──────── DATA EXTRACTS

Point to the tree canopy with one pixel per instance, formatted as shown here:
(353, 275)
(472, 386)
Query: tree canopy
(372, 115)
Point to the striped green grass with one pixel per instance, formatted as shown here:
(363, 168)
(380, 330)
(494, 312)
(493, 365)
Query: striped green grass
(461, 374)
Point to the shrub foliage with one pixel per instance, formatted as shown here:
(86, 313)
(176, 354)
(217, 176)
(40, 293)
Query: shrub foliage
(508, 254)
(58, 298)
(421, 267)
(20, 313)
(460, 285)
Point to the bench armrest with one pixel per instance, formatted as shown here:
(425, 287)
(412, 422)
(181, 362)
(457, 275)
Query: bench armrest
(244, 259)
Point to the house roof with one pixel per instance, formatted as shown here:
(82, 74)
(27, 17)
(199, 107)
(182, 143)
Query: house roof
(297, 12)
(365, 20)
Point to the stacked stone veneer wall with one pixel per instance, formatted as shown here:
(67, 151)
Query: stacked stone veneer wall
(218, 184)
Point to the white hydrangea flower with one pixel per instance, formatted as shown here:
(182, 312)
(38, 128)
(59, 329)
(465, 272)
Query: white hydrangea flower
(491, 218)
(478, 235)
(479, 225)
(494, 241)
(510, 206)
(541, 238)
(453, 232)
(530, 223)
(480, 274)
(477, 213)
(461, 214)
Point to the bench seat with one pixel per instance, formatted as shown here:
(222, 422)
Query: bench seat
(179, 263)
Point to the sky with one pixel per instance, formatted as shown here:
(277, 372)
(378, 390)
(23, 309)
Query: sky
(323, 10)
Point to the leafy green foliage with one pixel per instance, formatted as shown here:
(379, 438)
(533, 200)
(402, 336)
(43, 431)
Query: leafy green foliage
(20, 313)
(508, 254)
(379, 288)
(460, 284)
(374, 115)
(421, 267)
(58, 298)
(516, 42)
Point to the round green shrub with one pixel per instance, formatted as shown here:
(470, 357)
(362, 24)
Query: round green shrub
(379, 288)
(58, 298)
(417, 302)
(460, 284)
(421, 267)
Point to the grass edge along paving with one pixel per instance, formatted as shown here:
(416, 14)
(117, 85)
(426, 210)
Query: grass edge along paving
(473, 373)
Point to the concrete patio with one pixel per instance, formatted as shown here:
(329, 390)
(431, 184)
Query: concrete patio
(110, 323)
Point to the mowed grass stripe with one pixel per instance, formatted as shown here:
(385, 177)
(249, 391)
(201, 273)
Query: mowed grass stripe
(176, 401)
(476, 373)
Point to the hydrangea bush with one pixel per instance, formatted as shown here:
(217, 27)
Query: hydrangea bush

────────────────

TASK STATEMENT -
Reproduce the records above in full, without altering a single character.

WRITTEN ANSWER -
Point to the tree canopy with one pixel per instance, formatted as shown here:
(353, 275)
(472, 386)
Query: tree canopy
(372, 115)
Point to the striped green grass with one pixel per instance, formatted as shown here:
(363, 168)
(380, 330)
(494, 312)
(493, 365)
Query: striped green grass
(461, 374)
Point to the shrub foliage with one pixel per instance, formatted as shown here:
(86, 313)
(176, 354)
(217, 176)
(40, 293)
Query: shrub foliage
(508, 254)
(58, 298)
(421, 267)
(20, 313)
(460, 285)
Point to the bench armrest with one pixel per instance, formatted as shown here:
(425, 287)
(412, 422)
(181, 362)
(457, 275)
Query: bench armrest
(244, 259)
Point to the house roof with one pixel per instance, formatted as shown here:
(82, 74)
(27, 17)
(199, 107)
(182, 143)
Query: house roof
(297, 12)
(365, 20)
Point to the stacked stone veneer wall with one pixel per instance, formatted as shown here:
(67, 151)
Query: stacked stone veneer wall
(218, 184)
Point to the white hydrangea flower with one pixel per instance, formatted as shown here:
(182, 312)
(38, 128)
(59, 329)
(465, 272)
Query: white hydrangea flower
(491, 218)
(478, 235)
(479, 225)
(494, 241)
(510, 206)
(541, 238)
(453, 232)
(530, 223)
(480, 274)
(477, 213)
(461, 214)
Point to the bench seat with one pixel per instance, formatted as shown here:
(222, 422)
Query: bench seat
(179, 263)
Point to the sky with one pixel per instance, formatted as shown here:
(277, 372)
(378, 390)
(23, 309)
Query: sky
(323, 10)
Point to the leafy green foliage with one pixel per instance, formatted as shown here:
(379, 438)
(533, 200)
(402, 336)
(43, 431)
Query: leafy green foliage
(20, 313)
(508, 254)
(379, 288)
(460, 284)
(374, 115)
(421, 267)
(58, 298)
(516, 42)
Point to the round green shrub with one pixel per instance, formatted as shown here:
(470, 357)
(362, 24)
Query: round green shrub
(379, 288)
(58, 298)
(417, 302)
(460, 284)
(421, 267)
Point to the grass edge along paving with one pixel per instance, formatted as shown here:
(416, 14)
(117, 85)
(426, 210)
Query: grass edge along paving
(473, 373)
Point to the concrete patio with one pixel per instance, formatted as shown here:
(329, 390)
(431, 184)
Query: concrete patio
(110, 323)
Point to the mowed grass stripe with one pixel per instance, formatted as shown here:
(385, 177)
(249, 391)
(201, 273)
Query: mowed grass stripe
(176, 401)
(476, 373)
Point to the hydrangea bush with one pixel per instance, formatted as shown here:
(217, 27)
Query: hydrangea bush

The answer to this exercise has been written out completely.